### WHAT IS NEEDED
Lines before the one containing "Where can the pink" are left out; return that line and every line after it exactly, through the end of the data below.
+++ PROVIDED ENTRIES
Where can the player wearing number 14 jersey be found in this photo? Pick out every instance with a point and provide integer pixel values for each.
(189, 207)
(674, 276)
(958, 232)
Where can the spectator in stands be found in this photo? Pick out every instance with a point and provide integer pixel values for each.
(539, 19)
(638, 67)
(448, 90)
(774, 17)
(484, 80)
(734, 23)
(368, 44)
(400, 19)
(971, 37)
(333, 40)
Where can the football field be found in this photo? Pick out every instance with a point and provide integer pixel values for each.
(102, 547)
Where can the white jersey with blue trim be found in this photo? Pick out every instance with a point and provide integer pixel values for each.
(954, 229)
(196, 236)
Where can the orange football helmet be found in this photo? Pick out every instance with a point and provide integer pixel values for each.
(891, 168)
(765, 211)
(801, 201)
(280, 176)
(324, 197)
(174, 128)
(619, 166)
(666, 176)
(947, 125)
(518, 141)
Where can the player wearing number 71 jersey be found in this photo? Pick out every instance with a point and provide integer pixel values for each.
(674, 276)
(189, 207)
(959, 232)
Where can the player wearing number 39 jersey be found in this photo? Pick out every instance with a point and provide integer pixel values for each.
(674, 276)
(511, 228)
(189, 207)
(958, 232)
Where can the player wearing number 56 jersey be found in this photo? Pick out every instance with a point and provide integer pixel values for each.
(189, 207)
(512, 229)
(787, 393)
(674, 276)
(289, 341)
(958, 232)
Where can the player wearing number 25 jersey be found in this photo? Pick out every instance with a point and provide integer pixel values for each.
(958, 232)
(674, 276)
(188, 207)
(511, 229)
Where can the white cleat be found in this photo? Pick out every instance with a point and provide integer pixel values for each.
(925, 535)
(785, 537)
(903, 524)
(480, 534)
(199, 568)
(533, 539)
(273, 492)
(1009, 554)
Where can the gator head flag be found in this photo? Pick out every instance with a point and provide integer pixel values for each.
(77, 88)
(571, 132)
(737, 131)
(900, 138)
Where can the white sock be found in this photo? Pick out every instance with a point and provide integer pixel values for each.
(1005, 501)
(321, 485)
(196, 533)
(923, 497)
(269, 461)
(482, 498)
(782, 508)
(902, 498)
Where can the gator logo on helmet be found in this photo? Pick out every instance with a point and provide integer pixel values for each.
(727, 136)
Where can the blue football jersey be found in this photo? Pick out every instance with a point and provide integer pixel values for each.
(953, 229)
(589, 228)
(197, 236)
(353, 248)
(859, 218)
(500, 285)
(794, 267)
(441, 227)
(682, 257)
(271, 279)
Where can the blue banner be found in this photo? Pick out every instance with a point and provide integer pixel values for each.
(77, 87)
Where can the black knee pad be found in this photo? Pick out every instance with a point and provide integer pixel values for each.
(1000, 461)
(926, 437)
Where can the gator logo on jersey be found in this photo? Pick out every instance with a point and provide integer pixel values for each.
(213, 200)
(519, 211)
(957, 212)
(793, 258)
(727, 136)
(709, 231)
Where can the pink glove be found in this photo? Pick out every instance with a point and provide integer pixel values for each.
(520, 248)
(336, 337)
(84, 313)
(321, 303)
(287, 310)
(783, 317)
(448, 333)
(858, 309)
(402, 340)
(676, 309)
++++++
### SOLUTION TO THIS PROBLEM
Where can the pink glove be found in this photo? Pick out every instance with a point and provide integer pixel values for each.
(520, 248)
(336, 337)
(84, 313)
(321, 303)
(287, 310)
(783, 317)
(448, 333)
(858, 309)
(402, 340)
(676, 309)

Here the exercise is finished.